WHAT IS NEEDED>
Reproduce the lines of the data below, from the line containing "Question. The photo above holds the water." through the final line, both included. Omit the pictures from your answer.

Coordinate labeling data>
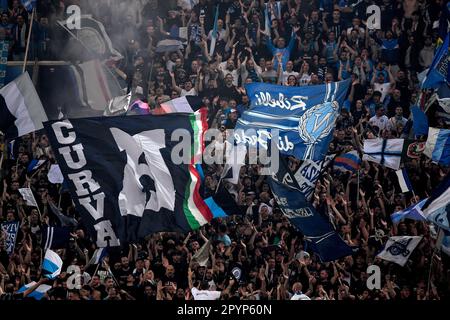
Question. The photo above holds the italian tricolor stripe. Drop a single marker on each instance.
(195, 209)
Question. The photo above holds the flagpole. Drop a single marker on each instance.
(431, 262)
(28, 41)
(357, 192)
(59, 200)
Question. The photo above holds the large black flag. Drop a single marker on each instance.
(122, 174)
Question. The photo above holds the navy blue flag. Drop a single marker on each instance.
(317, 230)
(55, 237)
(420, 121)
(438, 72)
(10, 229)
(304, 116)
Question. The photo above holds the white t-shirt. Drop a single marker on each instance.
(383, 88)
(286, 75)
(205, 294)
(300, 296)
(381, 122)
(191, 92)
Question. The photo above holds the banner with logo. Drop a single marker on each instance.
(132, 186)
(10, 230)
(303, 118)
(317, 229)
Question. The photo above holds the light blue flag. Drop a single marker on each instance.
(420, 121)
(437, 208)
(438, 72)
(37, 294)
(413, 212)
(214, 33)
(438, 145)
(35, 164)
(304, 117)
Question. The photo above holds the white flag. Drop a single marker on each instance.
(387, 152)
(21, 110)
(398, 249)
(28, 196)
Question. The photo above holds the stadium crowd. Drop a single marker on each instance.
(309, 42)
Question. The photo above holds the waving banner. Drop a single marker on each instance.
(317, 229)
(10, 229)
(304, 117)
(131, 186)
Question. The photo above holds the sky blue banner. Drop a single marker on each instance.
(305, 117)
(4, 47)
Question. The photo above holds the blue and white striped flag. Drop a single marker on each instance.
(438, 145)
(37, 294)
(52, 265)
(403, 180)
(443, 242)
(413, 212)
(29, 4)
(398, 249)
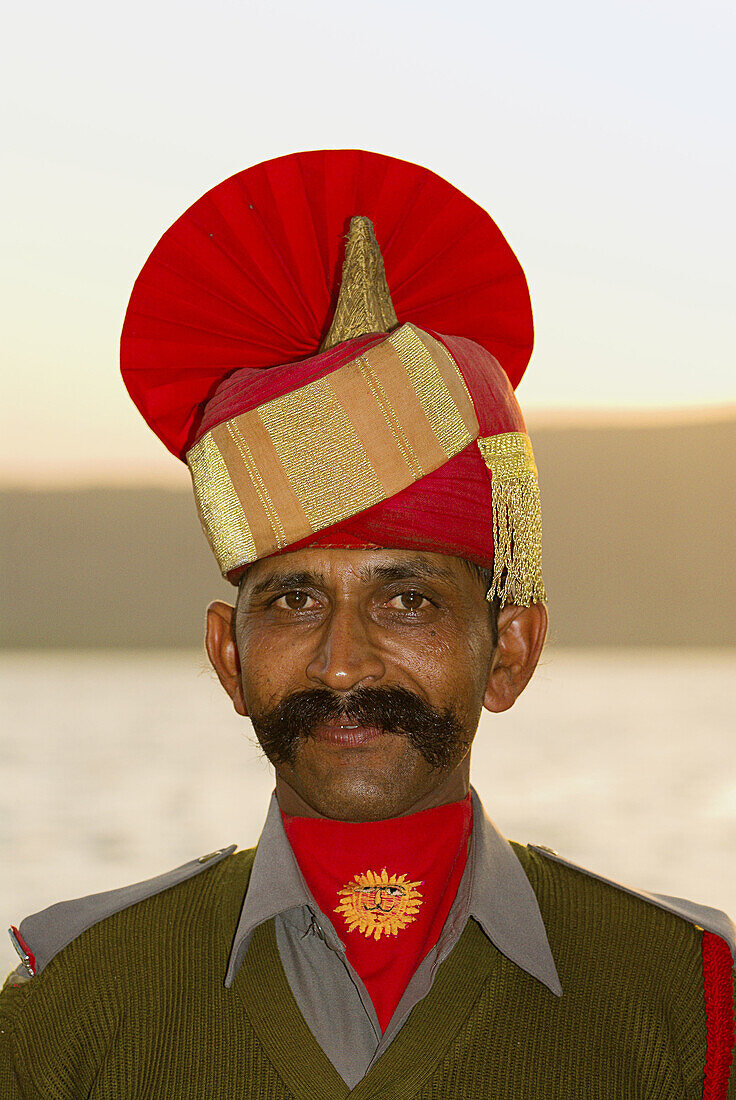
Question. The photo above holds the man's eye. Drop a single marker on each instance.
(408, 601)
(295, 602)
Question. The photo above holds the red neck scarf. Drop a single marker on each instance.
(387, 887)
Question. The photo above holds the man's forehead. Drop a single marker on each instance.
(330, 565)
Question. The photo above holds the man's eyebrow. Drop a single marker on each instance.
(279, 582)
(407, 570)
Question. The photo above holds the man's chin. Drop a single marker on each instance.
(351, 790)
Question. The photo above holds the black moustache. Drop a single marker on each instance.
(436, 734)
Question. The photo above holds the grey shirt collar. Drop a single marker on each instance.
(500, 897)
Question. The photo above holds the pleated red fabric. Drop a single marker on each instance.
(390, 919)
(248, 277)
(718, 994)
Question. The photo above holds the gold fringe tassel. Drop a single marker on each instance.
(516, 519)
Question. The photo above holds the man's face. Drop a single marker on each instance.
(364, 673)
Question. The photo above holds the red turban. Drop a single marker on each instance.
(399, 437)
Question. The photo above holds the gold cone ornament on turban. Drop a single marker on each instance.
(351, 425)
(364, 301)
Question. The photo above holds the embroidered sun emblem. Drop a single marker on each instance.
(380, 903)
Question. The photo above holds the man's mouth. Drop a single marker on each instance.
(345, 733)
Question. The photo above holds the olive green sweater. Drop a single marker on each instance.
(136, 1008)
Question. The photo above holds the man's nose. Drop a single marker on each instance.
(345, 657)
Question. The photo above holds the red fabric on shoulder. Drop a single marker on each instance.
(718, 993)
(387, 887)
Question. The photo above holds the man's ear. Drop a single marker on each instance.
(222, 651)
(522, 633)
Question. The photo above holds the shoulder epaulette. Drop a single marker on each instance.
(43, 935)
(703, 916)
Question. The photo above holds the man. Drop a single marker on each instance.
(363, 475)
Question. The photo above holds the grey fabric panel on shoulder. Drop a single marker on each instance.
(710, 920)
(48, 932)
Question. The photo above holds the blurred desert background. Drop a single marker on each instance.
(120, 757)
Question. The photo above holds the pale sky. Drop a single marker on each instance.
(599, 135)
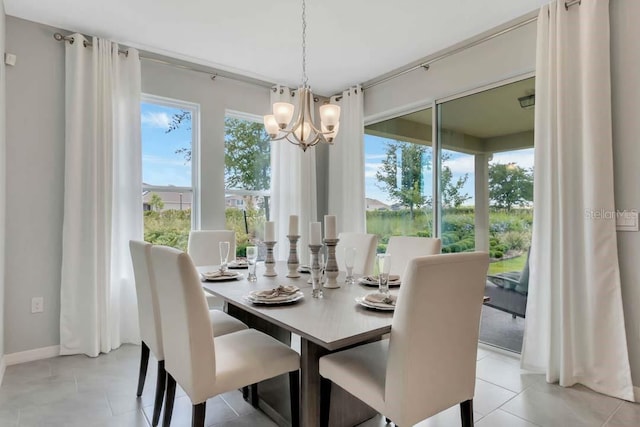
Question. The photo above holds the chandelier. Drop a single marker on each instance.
(302, 131)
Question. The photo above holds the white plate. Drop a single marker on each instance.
(375, 306)
(364, 281)
(237, 276)
(272, 301)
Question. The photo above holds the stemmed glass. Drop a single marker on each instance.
(224, 255)
(349, 260)
(252, 257)
(384, 266)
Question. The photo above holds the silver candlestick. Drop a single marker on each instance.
(331, 267)
(315, 272)
(270, 262)
(292, 262)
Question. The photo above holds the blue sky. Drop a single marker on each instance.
(459, 163)
(160, 164)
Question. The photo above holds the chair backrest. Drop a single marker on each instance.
(189, 353)
(148, 309)
(434, 335)
(204, 249)
(365, 245)
(404, 248)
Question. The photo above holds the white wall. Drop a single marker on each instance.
(513, 54)
(35, 168)
(3, 178)
(625, 72)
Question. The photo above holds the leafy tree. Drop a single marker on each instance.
(413, 158)
(510, 185)
(156, 202)
(452, 195)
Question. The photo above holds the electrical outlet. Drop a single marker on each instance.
(37, 304)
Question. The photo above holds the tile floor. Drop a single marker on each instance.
(83, 391)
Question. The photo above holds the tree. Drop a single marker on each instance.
(413, 158)
(452, 195)
(156, 202)
(510, 185)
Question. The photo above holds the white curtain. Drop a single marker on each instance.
(293, 186)
(346, 164)
(575, 330)
(103, 197)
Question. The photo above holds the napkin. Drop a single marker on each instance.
(392, 278)
(216, 274)
(276, 292)
(378, 298)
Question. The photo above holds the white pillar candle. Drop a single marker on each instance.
(269, 231)
(293, 225)
(315, 233)
(330, 227)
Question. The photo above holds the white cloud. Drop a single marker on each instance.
(158, 120)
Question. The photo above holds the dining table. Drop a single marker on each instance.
(325, 325)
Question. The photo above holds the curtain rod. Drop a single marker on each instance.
(426, 64)
(213, 75)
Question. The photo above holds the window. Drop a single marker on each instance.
(169, 149)
(398, 177)
(247, 174)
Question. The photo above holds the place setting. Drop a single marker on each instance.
(282, 294)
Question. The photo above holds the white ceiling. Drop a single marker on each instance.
(348, 41)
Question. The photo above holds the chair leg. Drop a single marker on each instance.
(168, 402)
(325, 401)
(294, 395)
(161, 384)
(144, 361)
(198, 414)
(254, 395)
(466, 413)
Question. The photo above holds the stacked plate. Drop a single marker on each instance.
(217, 276)
(279, 295)
(394, 280)
(378, 301)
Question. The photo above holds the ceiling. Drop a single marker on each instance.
(348, 42)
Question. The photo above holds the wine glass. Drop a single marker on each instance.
(224, 255)
(252, 257)
(384, 266)
(349, 260)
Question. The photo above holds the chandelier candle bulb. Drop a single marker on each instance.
(293, 225)
(315, 234)
(330, 227)
(269, 231)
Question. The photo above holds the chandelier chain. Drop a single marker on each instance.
(305, 79)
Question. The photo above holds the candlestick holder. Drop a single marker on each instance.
(292, 262)
(331, 267)
(270, 262)
(316, 282)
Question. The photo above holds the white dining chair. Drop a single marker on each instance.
(203, 246)
(365, 244)
(404, 248)
(204, 364)
(149, 321)
(429, 362)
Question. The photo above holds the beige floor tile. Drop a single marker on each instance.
(503, 419)
(548, 405)
(627, 415)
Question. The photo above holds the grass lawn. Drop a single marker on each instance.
(512, 264)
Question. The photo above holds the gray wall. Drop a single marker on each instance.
(35, 168)
(625, 79)
(3, 177)
(512, 55)
(35, 177)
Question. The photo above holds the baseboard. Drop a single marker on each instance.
(31, 355)
(3, 367)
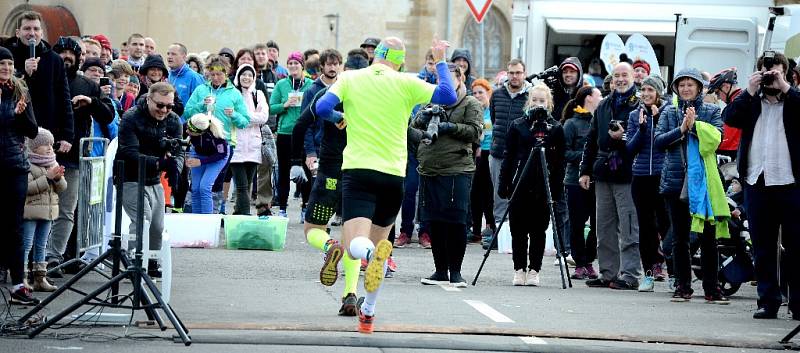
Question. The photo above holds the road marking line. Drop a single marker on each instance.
(449, 288)
(533, 340)
(488, 311)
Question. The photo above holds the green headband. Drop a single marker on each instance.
(394, 56)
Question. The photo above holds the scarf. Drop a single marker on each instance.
(707, 202)
(621, 99)
(43, 160)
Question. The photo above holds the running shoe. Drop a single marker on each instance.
(402, 240)
(365, 322)
(425, 240)
(330, 269)
(348, 305)
(23, 296)
(436, 278)
(373, 275)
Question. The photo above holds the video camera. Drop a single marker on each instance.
(767, 79)
(433, 114)
(173, 145)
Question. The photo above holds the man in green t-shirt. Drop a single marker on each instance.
(378, 101)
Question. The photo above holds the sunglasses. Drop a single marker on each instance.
(169, 106)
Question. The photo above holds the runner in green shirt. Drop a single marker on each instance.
(378, 101)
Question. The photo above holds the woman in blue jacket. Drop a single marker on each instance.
(676, 122)
(647, 164)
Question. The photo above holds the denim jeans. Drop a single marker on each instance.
(34, 235)
(203, 178)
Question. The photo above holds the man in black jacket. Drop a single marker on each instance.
(607, 163)
(142, 133)
(88, 103)
(769, 164)
(506, 105)
(47, 82)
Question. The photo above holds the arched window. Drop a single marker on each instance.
(496, 37)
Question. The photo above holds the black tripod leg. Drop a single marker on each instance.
(77, 304)
(151, 312)
(64, 287)
(177, 324)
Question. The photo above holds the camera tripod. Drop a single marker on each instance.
(558, 240)
(140, 300)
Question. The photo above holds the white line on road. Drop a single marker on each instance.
(533, 340)
(488, 311)
(449, 288)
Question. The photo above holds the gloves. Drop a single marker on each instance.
(446, 128)
(297, 174)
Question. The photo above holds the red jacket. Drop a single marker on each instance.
(731, 135)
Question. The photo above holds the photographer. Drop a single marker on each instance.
(769, 164)
(672, 134)
(142, 132)
(529, 214)
(606, 161)
(446, 167)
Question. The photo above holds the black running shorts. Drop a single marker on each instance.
(371, 194)
(325, 199)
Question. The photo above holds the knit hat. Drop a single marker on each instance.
(43, 138)
(5, 54)
(296, 56)
(655, 82)
(89, 62)
(690, 73)
(104, 42)
(643, 64)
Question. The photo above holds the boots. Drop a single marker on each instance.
(40, 283)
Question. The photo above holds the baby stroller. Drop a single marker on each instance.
(735, 253)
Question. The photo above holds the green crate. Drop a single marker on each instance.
(251, 232)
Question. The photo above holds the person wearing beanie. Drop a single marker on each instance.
(18, 123)
(463, 58)
(646, 171)
(45, 181)
(325, 201)
(248, 140)
(89, 105)
(641, 69)
(285, 102)
(676, 123)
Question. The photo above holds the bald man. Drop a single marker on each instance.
(378, 101)
(607, 165)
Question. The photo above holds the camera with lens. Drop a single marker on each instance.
(615, 125)
(768, 78)
(173, 145)
(433, 114)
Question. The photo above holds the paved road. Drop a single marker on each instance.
(242, 299)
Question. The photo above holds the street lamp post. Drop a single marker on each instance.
(333, 24)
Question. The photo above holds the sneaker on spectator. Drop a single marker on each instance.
(402, 240)
(580, 273)
(648, 283)
(590, 272)
(23, 296)
(532, 278)
(519, 277)
(717, 298)
(425, 240)
(658, 272)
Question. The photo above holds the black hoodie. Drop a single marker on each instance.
(48, 87)
(562, 95)
(464, 53)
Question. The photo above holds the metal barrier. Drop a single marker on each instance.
(90, 209)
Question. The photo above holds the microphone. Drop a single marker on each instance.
(32, 46)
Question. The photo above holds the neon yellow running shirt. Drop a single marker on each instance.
(377, 102)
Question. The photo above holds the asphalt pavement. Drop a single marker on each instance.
(245, 300)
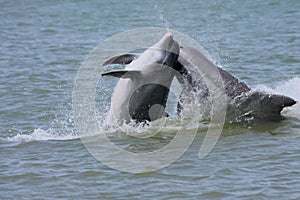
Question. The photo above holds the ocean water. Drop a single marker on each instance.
(43, 44)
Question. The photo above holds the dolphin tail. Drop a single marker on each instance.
(124, 59)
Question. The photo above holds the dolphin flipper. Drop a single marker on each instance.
(122, 73)
(124, 59)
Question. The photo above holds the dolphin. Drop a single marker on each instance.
(243, 103)
(142, 90)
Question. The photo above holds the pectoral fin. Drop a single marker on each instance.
(122, 73)
(121, 59)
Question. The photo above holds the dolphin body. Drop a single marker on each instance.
(142, 91)
(243, 104)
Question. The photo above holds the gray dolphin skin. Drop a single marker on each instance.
(141, 93)
(243, 104)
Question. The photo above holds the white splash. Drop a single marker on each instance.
(290, 88)
(41, 135)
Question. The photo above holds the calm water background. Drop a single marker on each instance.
(42, 46)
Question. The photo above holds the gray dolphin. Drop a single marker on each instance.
(142, 91)
(243, 104)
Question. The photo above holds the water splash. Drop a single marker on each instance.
(41, 135)
(289, 88)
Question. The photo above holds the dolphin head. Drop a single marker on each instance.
(163, 52)
(170, 49)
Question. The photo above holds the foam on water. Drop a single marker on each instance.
(41, 135)
(290, 88)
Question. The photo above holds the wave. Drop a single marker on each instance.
(289, 88)
(41, 135)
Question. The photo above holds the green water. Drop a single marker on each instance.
(43, 44)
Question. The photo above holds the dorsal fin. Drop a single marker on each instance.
(125, 58)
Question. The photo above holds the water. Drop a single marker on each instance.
(42, 46)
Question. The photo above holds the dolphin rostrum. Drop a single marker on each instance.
(243, 104)
(142, 91)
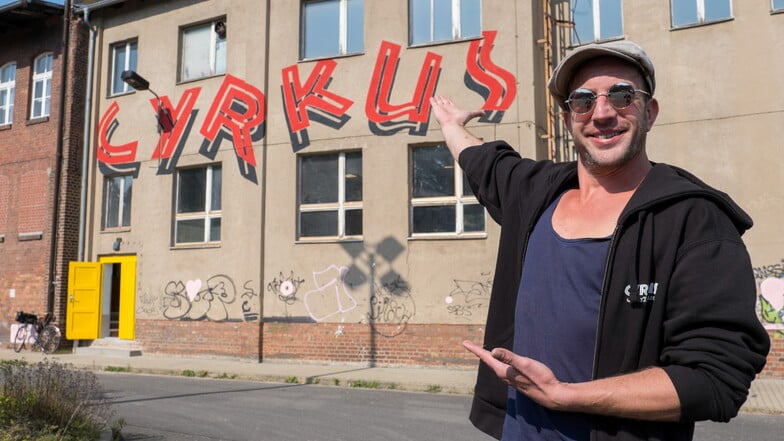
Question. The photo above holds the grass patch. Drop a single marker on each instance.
(117, 369)
(433, 388)
(365, 384)
(50, 401)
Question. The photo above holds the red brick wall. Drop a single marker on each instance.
(420, 345)
(199, 338)
(775, 366)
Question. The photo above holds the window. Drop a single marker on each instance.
(42, 86)
(596, 20)
(332, 27)
(7, 85)
(691, 12)
(330, 195)
(198, 211)
(203, 51)
(441, 199)
(117, 201)
(123, 58)
(431, 21)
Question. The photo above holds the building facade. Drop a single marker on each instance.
(41, 128)
(266, 180)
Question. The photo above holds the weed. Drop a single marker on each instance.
(50, 401)
(434, 388)
(117, 369)
(365, 384)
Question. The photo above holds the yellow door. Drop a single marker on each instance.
(83, 311)
(127, 327)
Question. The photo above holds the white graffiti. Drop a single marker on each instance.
(330, 296)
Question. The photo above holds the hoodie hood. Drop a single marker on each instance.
(667, 183)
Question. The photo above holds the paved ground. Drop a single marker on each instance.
(767, 395)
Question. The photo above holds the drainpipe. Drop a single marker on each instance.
(87, 125)
(66, 37)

TASK OUTPUT>
Question. The photo above holds the water. Drop a single marker on each instance.
(42, 46)
Question. The photo above holds the dolphin rostrum. Drop a single marker on each instance.
(243, 104)
(142, 91)
Question. The photo above holds the grass patch. Drop a single marker on each instance.
(117, 369)
(433, 388)
(365, 384)
(50, 401)
Question. The photo above holds the red brick wall. Drop a single marker on each instance.
(420, 345)
(199, 338)
(775, 366)
Question. The photo above holds the window. Drop a single marker on each instance.
(42, 86)
(596, 20)
(332, 27)
(7, 85)
(691, 12)
(330, 195)
(198, 211)
(203, 51)
(441, 199)
(117, 201)
(123, 58)
(431, 21)
Question. The photo above holds the building facade. Drop a single marker on each instance.
(41, 128)
(266, 180)
Question. The photo above holds the weed. Drop a single marker on each instance.
(50, 401)
(434, 388)
(117, 369)
(365, 384)
Question. The photo above holds the yellow door. Drop a single marker on each instance.
(83, 311)
(127, 327)
Question. The photo above holds the white graffiti. Drop a single marker on each instance.
(330, 296)
Question. The photo above holds the hoodie hood. Drop a single marker on each instance.
(667, 183)
Question. The photo above holds the paved ground. Drop a single marker on each instance.
(767, 395)
Question. The photo above holds the drainpipe. Drop a single marker on each instance.
(87, 125)
(66, 37)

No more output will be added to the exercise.